• 所给文段:
内核只有在系统调用返回用户态或者中断返回用户态的时候检查线程的**_TIF_SIGPENDING**标志，如果该标志置位，则进行信号处理。

提示：内核线程不会收到信号，信号是针对用户线程或者进程的一种异步机制。

5.1 信号处理的调用栈：

// call stack
do_syscall_64()
|-> syscall_return_slowpath()
  	|-> prepare_exit_to_usermode()
  			|-> exit_to_usermode_loop()
  					|-> do_signal(regs)

//或者

common_interrupt()
|-> do_IRQ()
|-> retint_user()
    |-> prepare_exit_to_usermode()
        |-> exit_to_usermode_loop()
            |-> do_signal()

5.2 信号处理do_signal

如果当前线程的_TIF_SIGPENDING置位，表明该线程有pending信号需要处理。通过函数do_signal来处理pending信号。

do_signal函数和架构相关，x86的的do_signal函数定义在arch/x86/kernel/signal.c。

do_signal代码流程为：

如果获取到一个需要投递到用户态执行的信号，调用handle_signal投递信号。该函数返回后，要么通过中断返回，要么通过系统调用返回到用户态，执行这个信号的handler。

如果没有获取到，说明pending的信号在内核里面已经被处理了。对于系统调用，该系统调用可能是被信号打断。判断系统调用的返回值，决定是否需要重新执行该系统调用。

最后，如果没有信号pending的情形，如果标记了线程TIF_RESTORE_SIGMASK标记，表明需要恢复线程的阻塞mask，那么把current->saved_sigmask恢复到current->blocked。

提示：对于一些系统调用，如sigsuspend，epoll_pwait等，在线程睡眠等待的时候，会重新设置信号的阻塞mask，并保存原来的阻塞mask。当系统调用执行完成后，需要恢复原来的阻塞mask。如果需要恢复，那么置位线程TIF_RESTORE_SIGMASK标记，在所有的pending信号处理完后恢复原来的阻塞mask。

void do_signal(struct pt_regs *regs)
{
    struct ksignal ksig;

    if (get_signal(&ksig)) {
        /* Whee! Actually deliver the signal.  */
        // 投递这个信号，在用户态执行用户注册的信号handler
        handle_signal(&ksig, regs);
        return;
    }
  
    /* Did we come from a system call? */
    // do_signal函数有可能是从中断返回用户态时调用，也有可能是系统调用返回用户态时调用。

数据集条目
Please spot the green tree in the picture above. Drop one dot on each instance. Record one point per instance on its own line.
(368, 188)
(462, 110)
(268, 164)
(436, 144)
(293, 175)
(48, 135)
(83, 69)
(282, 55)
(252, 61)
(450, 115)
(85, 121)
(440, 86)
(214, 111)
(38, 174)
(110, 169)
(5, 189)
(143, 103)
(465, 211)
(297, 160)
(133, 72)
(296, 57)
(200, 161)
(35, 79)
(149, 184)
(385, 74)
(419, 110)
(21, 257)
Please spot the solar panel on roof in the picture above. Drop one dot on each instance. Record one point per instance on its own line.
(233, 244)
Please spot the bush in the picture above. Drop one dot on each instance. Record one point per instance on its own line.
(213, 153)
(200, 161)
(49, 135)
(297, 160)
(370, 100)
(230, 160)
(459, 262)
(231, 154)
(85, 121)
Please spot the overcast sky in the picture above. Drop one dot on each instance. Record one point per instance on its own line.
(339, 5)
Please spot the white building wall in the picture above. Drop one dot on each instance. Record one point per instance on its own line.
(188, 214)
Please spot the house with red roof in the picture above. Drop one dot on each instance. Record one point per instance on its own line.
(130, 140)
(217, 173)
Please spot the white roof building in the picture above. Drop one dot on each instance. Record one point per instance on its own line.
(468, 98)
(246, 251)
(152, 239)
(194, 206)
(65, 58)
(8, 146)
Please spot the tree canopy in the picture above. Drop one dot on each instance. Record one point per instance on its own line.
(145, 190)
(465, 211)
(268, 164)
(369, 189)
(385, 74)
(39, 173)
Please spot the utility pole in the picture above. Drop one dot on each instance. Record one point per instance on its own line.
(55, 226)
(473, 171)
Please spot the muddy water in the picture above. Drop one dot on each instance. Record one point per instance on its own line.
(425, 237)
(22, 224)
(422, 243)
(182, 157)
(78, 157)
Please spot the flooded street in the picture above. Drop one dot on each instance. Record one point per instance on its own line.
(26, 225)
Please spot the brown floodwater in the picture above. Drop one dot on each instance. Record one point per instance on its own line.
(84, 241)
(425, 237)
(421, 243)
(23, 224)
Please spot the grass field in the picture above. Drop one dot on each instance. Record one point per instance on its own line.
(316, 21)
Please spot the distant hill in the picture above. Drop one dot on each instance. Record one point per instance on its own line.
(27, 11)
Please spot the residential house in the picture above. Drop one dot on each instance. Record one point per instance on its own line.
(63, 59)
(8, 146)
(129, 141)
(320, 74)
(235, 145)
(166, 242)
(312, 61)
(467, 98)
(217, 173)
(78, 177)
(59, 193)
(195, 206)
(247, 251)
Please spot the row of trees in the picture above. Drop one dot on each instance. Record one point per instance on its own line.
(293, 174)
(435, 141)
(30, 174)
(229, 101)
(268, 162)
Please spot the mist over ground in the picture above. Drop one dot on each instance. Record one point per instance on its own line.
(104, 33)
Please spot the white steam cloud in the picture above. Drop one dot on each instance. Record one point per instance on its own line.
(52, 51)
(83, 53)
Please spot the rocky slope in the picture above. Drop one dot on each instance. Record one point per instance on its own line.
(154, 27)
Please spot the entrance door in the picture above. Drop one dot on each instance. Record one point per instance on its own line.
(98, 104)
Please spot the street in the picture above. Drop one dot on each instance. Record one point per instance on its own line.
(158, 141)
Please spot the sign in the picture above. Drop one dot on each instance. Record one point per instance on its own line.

• 书面任务:
**A.** 判断下列说法是否与内核信号处理一文相符，逐条回答“是”或“否”，并原样引用文中起决定作用的字句。
(i) 内核线程同样会收到信号。
(ii) sigsuspend、epoll_pwait等系统调用在线程睡眠等待时会重新设置信号的阻塞mask。
(iii) 如果没有获取到需要投递的信号，do_signal不会去判断系统调用的返回值。
**B.** 根据内核信号处理一文，回答以下问题：
(i) 获取到需要投递到用户态执行的信号时，调用哪个函数来投递？
(ii) 需要恢复阻塞mask时，把哪个字段恢复到current->blocked？
(iii) 在中断返回的调用栈中，紧接在common_interrupt()之后列出的是哪个函数？
**C.** 从内核信号处理一文中断的地方接着往下写。

• 本题答案:
**A.**
(i) 否。“内核线程不会收到信号”
(ii) 是。“对于一些系统调用，如sigsuspend，epoll_pwait等，在线程睡眠等待的时候，会重新设置信号的阻塞mask”
(iii) 否。“判断系统调用的返回值，决定是否需要重新执行该系统调用”

**B.**
(i) handle_signal
(ii) current->saved_sigmask
(iii) do_IRQ()

**C.**
    // 在中断的入口处，将中断号已经调整为[-256, -1]，regs->origin_rax为中断号；
    // 在异常的入口处，将regs->origin_rax的值填充为-1。
    // 而系统调用的regs->origin_rax是系统调用号，为正数。
    // 进而，可以通过regs->origin_rax 确认是否来自系统调用。
    // 如果此处是后者，那么获取系统调用的返回错误码errno
    // 将返回用户态的ip地址向后移动2个字节（syscall指令是两个字节），
    // CPU返回后重新执行该系统调用
    if (syscall_get_nr(current, regs) >= 0) {
        /* Restart the system call - no handlers present */
        switch (syscall_get_error(current, regs)) {
        case -ERESTARTNOHAND:
        case -ERESTARTSYS:
        case -ERESTARTNOINTR:
            regs->ax = regs->orig_ax;
            regs->ip -= 2;
            break;

        case -ERESTART_RESTARTBLOCK:
            regs->ax = get_nr_restart_syscall(regs);
            regs->ip -= 2;
            break;
        }
    }
    /*
     * If there's no signal to deliver, we just put the saved sigmask
     * back.
     */
     // 恢复之前的task阻塞的sig mask
    restore_saved_sigmask();
}

5.2.1 获取需要投递的pending信号

get_signal函数从线程私有的pending链表或者线程组共享的pending链表中，找到pending信号，如果需要投递到用户态去执行，返回1。如果没有需要投递到用户态去执行的pending信号，返回0。如果遇到需要kernel处理的信号，在该函数内部就会消化掉。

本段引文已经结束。